- _EXTRACTED MATERIAL_
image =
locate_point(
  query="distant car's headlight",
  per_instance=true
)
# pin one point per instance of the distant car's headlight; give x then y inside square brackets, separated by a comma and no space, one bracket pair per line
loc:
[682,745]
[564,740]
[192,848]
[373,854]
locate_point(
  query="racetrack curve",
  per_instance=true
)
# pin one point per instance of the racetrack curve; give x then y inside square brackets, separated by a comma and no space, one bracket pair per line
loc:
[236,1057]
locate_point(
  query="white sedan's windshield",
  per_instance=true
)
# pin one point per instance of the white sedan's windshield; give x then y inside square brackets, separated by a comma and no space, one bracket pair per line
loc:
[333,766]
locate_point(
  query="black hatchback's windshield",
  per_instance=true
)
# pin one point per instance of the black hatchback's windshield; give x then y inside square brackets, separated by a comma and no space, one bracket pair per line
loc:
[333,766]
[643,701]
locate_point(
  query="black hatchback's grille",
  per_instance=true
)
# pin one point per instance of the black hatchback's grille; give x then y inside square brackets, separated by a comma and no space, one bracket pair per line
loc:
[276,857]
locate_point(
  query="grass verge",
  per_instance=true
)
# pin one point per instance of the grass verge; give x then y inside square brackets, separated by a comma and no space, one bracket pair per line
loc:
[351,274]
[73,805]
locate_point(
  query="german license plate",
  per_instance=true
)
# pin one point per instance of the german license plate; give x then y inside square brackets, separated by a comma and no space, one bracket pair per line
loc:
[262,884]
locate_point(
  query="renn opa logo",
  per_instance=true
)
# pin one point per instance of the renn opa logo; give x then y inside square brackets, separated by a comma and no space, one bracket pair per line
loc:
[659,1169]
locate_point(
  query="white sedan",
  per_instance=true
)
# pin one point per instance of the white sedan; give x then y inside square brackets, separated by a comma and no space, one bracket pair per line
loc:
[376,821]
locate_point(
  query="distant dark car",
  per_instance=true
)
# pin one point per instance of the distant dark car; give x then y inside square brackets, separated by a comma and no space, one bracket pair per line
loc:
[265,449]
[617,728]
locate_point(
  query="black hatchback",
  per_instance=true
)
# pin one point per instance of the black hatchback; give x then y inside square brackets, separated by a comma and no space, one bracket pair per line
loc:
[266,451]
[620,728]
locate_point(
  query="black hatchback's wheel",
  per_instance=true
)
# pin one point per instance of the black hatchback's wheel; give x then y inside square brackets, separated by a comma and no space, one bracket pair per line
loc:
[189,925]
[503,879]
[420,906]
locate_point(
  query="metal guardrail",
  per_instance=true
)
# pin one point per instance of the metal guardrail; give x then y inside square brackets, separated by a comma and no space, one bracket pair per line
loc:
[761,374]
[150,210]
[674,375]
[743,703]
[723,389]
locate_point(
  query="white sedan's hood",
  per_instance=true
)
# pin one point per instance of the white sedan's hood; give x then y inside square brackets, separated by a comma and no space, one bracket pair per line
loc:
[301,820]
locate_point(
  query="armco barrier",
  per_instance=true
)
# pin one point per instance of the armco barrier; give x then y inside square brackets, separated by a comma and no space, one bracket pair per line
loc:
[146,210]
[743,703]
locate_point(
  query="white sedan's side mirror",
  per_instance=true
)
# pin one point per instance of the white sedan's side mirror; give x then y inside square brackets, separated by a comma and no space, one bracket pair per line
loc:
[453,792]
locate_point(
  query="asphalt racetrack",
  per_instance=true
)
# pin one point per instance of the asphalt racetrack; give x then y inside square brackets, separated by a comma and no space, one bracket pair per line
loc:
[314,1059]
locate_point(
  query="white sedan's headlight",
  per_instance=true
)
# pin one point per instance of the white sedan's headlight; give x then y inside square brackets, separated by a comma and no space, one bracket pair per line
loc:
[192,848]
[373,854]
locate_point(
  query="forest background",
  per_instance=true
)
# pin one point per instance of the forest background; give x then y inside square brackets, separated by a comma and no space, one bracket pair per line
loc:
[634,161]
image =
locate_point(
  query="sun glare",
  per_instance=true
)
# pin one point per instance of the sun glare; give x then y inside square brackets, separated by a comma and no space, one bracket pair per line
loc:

- _EXERCISE_
Please pick out and copy every line of the listing above that holds the string "metal", treating case as significant.

- _OUTPUT BELOW_
  query="metal guardrail",
# pin one point per instance of the metal guardrail; give x then y inside square brackets, separated by a comma and no space, one bracket pair per line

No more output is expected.